Posted on 06/23/2021 7:36:51 AM PDT by artichokegrower
PICO RIVERA, CA — A herd of cows stampeded through the streets of Pico Rivera Tuesday night after breaking free from a slaughterhouse. The stampede sent one person to a hospital, and a Los Angeles Sheriff's deputy shot one of the cows amid the chaos.
(Excerpt) Read more at msn.com ...
Sorry, cows will follow you any where if they think that you have a bucket full of grain. Their ears are better than their noses, so they are easily fooled by a bucket with some gravel and dirt if you shake it a little bit. Having done this from the time I was 4 or 5 years old I sometimes forget that others do not know this.
Thanks. Sounds like our doggie. He can be in the far part of the house, but he can hear a baggy unzip in the kitchen or hear the refrigerator door open and POOF, he materializes at my feet.
And my JV lost to theirs 42-7!
This applies to cows that are used to being fed grain to supplement their diets. They all prefer grain over eating grass, hay or even alfalfa.
Cow in the pool, dog in the pool, cowboys lasso the cow. Cow out da pool, dog out da pool, what in the world?
https://www.youtube.com/watch?v=IROXXzb1oao
I grew up on a dairy farm and did not know cows had a chaos. /s
I went to Whittier High and Pioneer High. Know that area.
Our wiener dog is the same way, and she is a master beggar. We of course cannot give her anything with chocolate and she feels that this is extremely unfair of us.

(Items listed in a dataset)
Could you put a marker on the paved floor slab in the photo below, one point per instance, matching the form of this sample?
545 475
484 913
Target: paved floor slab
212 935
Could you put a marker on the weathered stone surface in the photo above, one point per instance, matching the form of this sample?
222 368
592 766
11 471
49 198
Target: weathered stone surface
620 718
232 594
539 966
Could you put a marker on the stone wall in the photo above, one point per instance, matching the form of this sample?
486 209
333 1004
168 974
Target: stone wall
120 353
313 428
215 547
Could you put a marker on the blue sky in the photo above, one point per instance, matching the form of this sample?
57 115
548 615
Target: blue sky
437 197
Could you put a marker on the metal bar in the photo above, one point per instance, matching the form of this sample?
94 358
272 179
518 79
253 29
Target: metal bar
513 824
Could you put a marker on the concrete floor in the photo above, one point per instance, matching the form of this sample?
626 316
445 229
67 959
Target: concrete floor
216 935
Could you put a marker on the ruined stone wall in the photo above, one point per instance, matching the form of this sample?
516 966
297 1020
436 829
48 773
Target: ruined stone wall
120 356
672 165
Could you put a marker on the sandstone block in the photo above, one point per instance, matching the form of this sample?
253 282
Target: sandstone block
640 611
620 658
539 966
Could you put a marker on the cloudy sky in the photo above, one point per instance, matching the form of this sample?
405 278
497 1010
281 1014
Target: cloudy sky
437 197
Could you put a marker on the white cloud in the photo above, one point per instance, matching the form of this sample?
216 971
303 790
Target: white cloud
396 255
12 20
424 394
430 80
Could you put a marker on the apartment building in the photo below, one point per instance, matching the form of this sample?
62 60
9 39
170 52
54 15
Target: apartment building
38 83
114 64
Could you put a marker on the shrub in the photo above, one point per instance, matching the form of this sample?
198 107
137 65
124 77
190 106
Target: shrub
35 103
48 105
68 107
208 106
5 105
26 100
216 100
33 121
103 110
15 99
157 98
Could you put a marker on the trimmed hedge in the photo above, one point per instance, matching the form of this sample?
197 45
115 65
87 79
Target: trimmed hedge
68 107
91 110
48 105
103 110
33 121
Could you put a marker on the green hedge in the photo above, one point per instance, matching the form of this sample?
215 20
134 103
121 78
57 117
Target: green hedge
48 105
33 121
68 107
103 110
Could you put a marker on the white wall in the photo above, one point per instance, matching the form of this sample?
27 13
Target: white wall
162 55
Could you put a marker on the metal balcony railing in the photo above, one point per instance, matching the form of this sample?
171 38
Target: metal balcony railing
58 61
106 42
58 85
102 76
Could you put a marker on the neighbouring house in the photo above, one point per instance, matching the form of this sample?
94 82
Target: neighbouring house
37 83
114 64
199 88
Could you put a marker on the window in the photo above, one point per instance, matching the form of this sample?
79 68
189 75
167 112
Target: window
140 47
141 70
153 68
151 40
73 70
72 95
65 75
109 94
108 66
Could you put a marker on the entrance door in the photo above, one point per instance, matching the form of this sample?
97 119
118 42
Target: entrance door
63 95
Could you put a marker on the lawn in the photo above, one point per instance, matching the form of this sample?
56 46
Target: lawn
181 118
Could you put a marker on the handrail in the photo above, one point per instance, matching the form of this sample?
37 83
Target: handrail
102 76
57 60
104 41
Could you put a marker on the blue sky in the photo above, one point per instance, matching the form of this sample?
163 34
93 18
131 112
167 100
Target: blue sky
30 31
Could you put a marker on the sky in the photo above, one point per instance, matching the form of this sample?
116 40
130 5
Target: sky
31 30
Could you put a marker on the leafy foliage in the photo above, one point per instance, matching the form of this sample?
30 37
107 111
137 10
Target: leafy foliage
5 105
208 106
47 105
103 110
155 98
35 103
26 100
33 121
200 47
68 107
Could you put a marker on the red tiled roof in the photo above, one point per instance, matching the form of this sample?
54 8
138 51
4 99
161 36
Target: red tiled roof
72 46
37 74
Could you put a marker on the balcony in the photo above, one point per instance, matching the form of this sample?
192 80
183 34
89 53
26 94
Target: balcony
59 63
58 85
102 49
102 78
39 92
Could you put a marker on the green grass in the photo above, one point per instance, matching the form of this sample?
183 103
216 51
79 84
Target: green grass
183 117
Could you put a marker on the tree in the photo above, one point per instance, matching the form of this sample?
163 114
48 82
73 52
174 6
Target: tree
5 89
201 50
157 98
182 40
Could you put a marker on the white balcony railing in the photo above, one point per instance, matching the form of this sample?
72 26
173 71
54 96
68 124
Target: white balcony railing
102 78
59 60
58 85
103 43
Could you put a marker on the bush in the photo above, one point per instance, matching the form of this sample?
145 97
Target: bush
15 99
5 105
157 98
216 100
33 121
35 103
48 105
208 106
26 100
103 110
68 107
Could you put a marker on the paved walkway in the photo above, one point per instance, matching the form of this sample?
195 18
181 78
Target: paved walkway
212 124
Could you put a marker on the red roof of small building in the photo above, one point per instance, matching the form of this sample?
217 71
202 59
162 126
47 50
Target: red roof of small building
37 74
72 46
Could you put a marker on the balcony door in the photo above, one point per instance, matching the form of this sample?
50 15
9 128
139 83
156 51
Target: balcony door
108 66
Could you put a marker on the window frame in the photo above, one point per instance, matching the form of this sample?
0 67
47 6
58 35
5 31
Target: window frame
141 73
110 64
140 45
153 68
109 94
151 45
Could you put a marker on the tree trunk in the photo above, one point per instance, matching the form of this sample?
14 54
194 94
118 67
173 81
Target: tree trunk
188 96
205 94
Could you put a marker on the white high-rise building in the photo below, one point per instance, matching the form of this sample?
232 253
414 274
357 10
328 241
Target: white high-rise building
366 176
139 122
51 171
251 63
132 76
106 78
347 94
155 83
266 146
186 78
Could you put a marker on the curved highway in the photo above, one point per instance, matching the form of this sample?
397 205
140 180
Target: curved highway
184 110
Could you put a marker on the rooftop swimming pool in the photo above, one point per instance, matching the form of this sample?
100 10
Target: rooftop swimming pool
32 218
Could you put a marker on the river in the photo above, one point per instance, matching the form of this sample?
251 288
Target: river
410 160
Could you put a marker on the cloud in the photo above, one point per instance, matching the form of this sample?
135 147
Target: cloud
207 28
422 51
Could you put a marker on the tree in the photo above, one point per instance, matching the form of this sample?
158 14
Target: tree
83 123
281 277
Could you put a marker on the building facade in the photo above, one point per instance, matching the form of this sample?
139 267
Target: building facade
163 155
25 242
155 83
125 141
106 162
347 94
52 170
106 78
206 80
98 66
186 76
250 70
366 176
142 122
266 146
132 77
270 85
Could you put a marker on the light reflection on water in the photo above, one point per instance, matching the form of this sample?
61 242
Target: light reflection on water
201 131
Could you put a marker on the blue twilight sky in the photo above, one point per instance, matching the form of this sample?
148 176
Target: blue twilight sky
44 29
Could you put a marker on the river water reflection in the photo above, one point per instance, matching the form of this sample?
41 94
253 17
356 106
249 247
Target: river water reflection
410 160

What you need to do:
(a) In the cow stampede thread, what happened to one of the cows amid the chaos?
(b) Please output the cow stampede thread from "And my JV lost" up to and including "or even alfalfa.".

Solutions per task:
(a) A Los Angeles Sheriff's deputy shot it.

(b)
And my JV lost to theirs 42-7!
This applies to cows that are used to being fed grain to supplement their diets. They all prefer grain over eating grass, hay or even alfalfa.